Records for the exercise below:

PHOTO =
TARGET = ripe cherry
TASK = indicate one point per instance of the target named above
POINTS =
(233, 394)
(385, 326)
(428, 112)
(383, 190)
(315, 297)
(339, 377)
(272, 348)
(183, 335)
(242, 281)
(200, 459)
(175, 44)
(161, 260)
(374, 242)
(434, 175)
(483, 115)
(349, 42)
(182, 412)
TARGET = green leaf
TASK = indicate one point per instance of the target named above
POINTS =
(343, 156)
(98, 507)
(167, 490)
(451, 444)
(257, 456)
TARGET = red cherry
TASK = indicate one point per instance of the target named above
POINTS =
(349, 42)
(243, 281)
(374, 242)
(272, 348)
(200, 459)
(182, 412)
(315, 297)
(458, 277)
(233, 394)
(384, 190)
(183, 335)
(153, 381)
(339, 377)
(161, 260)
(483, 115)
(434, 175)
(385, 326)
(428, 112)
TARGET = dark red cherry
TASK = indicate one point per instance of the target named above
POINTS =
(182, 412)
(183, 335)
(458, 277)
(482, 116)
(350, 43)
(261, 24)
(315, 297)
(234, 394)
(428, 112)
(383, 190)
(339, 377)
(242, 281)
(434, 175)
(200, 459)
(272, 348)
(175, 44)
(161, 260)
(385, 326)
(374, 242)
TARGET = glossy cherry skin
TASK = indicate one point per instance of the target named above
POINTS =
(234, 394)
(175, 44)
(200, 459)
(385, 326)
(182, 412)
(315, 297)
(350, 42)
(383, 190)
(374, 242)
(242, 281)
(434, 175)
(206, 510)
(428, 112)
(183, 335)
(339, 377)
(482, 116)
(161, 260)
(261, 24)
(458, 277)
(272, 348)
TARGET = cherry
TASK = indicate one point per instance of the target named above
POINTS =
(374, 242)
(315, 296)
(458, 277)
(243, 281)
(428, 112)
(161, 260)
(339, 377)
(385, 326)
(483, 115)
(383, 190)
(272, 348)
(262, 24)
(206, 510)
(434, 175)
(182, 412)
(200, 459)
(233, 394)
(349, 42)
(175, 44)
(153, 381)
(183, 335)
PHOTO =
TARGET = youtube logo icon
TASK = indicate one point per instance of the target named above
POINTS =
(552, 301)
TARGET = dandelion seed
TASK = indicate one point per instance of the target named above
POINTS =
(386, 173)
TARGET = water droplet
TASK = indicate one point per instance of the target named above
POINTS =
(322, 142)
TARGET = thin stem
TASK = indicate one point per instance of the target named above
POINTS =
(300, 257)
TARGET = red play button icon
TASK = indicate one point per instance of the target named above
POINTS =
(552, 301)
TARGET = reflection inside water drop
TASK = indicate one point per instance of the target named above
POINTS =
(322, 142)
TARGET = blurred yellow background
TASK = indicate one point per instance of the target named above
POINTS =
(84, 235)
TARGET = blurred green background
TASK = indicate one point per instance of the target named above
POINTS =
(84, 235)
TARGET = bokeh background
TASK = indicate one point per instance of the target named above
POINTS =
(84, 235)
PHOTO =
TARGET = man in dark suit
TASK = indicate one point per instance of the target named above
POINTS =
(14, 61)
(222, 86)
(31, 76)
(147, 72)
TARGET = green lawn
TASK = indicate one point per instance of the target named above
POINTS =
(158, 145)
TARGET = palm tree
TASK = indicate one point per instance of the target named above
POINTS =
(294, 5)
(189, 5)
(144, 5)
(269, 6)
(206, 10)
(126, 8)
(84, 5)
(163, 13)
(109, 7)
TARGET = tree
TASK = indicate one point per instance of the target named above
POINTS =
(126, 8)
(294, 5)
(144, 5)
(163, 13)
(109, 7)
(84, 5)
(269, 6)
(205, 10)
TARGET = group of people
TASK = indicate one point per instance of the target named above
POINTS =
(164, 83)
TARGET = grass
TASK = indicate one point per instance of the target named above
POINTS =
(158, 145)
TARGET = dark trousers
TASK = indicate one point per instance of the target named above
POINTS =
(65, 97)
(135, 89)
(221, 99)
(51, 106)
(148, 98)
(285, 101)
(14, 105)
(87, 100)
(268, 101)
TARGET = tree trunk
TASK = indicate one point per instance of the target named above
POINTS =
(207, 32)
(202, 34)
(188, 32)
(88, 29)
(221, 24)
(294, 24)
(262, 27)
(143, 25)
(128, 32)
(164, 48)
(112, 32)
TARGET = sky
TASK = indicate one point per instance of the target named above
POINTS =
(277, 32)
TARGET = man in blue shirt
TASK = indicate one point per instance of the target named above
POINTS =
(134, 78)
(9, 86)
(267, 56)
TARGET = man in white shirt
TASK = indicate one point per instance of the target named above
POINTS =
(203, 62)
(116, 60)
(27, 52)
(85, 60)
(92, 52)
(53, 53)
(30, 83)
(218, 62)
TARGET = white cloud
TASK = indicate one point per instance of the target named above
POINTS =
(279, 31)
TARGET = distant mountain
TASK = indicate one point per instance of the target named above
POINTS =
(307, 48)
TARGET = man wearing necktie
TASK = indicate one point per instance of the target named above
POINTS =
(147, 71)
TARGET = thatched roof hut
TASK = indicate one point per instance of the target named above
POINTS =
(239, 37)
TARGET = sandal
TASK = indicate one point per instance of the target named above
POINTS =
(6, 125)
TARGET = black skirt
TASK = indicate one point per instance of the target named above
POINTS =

End of Records for the exercise.

- [Problem details] Using the material above, count the lines containing the word "white". Reply with the number alone.

- [Written answer] 2